PARTS OF THE EXERCISE:
1 - In the ECG interpretation review, which coronary artery is suspected of being acutely occluded?
2 - Copy the passage of the ECG interpretation review that runs from "ECG Interpretation Review" up to and including "window (See text).", word for word.

SOURCE PASSAGE:

Sunday, December 22, 2013

ECG Interpretation Review #80 (Acute STEMI – RCA vs Circumflex Acute Occlusion – Culprit Artery – Posterior MI – RV MI - Infarction)

     Interpret the ECG shown in Figure-1 — obtained from a patient with new-onset chest pain.
  • Localize the area(s) of acute infarction.
  • Which coronary artery is likely to be acutely occluded?
Figure-1: ECG obtained from a patient with new-onset chest pain. Which coronary artery is likely to be acutely occluded? (Figure reproduced from ECG-2014-ePub). NOTE — Enlarge by clicking on Figures — Right-Click to open in a separate window (See text).
Interpretation of Figure 1:
     The rhythm is sinus. Intervals and axis are normal. No chamber enlargement. Regarding Q-R-S-T Changes:
  • Small q waves are seen in leads II,III,aVF; and V5,V6.
  • Transition is normal (occurs between lead V2-to-V3) — albeit the R wave is a bit taller-than-is-usually-expected in leads V2,V3.
  • There is subtle-but-real ST elevation in each of the inferior leads (II,III,aVF) —  with suggestion of hyperacute T waves (especially in lead II). A similar pattern of slight J-point ST elevation is seen in leads V5,V6 — with suggestion of hyperacute T waves in these leads.
  • There is marked ST depression in leads V1-thru-V4.
Impression: Sinus rhythm with acute infero-postero-lateral STEMI (ST Elevation Myocardial Infarction). The cath lab should be activated. We suspect acute LCx (Left Circumflex Artery) occlusion.
  • Although q waves in the infero-lateral leads are small and narrow — these are the very same leads that manifest ST elevation with hyperacute T waves. While these might possibly be normal septal q waves — it is far more likely that they reflect ongoing acute infarction. In any case — We should know the answer shortly (if the q waves become larger as the infarct evolves – or – if they resolve after reperfusion).
  • The ECG picture in leads V1,V2,V3 strongly suggests associated acute posterior infarction. We say this despite the reality that none of the standard 12 leads directly visualize the posterior wall of the LV (Left Ventricle). Therefore — to diagnose acute posterior MI, one either has to: i) Obtain additional leads that directly visualize the posterior wall (= leads V7,V8,V9); or ii) Perform a “mirror” test (turning the tracing over and holding it up to the light which provides a mirror-image view of the anterior leadsFigure-2).
Figure-2: Diagnosis of acute posterior MI is made from Figure-1 by applying the “mirror” test (ie, turning the tracing over and holding it up to the light). Doing so transforms the anterior ST depression and tall R waves that were seen in leads V2,V3 of Figure-1 into Q waves and ST elevation once the tracing is flipped over (red rectangle encircles leads V1,V2,V3 that were flipped over).

DATA LISTING:
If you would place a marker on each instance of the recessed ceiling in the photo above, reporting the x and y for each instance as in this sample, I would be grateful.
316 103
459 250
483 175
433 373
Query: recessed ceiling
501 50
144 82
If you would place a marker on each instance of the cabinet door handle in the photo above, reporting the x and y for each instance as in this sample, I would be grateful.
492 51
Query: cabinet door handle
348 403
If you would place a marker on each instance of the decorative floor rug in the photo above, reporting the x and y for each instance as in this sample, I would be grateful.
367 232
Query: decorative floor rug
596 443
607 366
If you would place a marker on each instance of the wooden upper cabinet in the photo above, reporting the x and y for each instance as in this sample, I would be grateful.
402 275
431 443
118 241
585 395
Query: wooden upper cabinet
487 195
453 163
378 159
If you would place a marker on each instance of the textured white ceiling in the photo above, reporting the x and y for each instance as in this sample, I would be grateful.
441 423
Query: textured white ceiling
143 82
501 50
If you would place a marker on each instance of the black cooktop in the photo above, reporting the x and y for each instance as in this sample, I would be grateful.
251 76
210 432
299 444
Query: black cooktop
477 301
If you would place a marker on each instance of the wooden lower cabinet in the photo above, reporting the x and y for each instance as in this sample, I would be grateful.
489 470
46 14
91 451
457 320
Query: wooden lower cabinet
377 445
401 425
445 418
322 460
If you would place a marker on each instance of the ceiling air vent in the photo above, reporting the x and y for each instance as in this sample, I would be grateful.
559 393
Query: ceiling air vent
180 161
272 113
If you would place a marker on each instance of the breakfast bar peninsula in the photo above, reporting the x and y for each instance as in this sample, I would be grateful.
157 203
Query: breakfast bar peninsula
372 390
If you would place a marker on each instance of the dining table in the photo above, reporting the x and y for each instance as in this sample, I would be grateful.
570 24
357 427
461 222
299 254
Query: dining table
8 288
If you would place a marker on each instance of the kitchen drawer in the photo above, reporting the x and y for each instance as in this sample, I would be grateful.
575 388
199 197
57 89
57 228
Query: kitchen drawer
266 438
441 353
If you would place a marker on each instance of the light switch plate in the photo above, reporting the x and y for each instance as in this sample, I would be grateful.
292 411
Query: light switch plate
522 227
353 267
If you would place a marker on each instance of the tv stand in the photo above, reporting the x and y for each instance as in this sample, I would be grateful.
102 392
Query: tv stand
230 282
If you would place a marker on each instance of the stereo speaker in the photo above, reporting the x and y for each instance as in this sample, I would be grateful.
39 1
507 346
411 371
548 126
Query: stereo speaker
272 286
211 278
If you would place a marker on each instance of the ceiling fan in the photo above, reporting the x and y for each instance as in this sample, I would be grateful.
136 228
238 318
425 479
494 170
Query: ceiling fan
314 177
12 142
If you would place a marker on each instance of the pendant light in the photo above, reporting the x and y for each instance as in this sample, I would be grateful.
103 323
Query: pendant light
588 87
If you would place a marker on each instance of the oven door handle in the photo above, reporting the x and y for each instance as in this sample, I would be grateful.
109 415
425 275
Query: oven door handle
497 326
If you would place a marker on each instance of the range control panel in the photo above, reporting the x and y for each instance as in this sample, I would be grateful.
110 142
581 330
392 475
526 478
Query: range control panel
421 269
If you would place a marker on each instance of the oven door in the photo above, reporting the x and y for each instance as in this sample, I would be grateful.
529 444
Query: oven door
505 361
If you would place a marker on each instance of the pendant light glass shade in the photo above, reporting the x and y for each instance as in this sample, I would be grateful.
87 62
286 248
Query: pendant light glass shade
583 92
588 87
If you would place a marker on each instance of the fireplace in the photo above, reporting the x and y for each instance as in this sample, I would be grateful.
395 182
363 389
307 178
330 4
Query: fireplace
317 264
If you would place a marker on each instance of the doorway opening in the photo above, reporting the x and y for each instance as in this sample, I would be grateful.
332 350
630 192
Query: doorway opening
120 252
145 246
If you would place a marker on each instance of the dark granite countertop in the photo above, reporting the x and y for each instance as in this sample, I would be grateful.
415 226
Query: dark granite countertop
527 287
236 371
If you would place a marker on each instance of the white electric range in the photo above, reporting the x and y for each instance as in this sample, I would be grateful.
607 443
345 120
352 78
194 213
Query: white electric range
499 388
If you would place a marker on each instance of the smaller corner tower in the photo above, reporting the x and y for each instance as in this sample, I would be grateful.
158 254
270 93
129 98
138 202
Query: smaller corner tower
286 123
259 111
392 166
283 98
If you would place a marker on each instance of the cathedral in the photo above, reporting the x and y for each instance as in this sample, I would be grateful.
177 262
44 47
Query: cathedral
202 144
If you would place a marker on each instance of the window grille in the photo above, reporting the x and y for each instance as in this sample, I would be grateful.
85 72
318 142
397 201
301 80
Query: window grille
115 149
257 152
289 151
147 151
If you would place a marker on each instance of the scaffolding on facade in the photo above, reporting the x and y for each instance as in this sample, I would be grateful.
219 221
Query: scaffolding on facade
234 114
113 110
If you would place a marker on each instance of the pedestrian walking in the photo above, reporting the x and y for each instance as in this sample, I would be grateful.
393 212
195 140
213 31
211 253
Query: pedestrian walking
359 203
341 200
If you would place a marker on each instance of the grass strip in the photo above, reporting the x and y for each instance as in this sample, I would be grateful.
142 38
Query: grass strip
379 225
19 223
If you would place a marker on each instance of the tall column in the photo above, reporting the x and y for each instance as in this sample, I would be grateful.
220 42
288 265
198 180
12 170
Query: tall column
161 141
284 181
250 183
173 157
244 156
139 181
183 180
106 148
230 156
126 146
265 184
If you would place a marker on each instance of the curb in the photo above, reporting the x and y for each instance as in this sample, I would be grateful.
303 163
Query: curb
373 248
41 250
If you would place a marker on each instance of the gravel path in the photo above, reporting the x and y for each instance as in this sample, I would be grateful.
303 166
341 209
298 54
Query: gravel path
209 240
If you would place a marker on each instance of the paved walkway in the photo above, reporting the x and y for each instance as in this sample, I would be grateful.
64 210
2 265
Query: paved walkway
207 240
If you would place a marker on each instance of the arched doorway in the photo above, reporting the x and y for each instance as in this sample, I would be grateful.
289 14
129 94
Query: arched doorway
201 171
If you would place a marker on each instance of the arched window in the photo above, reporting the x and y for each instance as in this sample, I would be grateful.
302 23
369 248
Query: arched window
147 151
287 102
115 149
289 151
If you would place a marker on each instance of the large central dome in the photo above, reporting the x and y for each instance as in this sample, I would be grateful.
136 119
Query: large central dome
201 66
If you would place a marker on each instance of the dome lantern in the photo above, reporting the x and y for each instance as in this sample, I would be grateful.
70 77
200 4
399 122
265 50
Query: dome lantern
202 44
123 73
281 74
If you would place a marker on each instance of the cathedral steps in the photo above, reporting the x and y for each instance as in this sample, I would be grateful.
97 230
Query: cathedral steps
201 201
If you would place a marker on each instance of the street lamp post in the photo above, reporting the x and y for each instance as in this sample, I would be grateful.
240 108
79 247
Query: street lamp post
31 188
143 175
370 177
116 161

SOLUTIONS TO THE TASKS:
1 - The left circumflex artery (LCx).

2 -
ECG Interpretation Review #80 (Acute STEMI – RCA vs Circumflex Acute Occlusion – Culprit Artery – Posterior MI – RV MI - Infarction)

     Interpret the ECG shown in Figure-1 — obtained from a patient with new-onset chest pain.
  • Localize the area(s) of acute infarction.
  • Which coronary artery is likely to be acutely occluded?
Figure-1: ECG obtained from a patient with new-onset chest pain. Which coronary artery is likely to be acutely occluded? (Figure reproduced from ECG-2014-ePub). NOTE — Enlarge by clicking on Figures — Right-Click to open in a separate window (See text).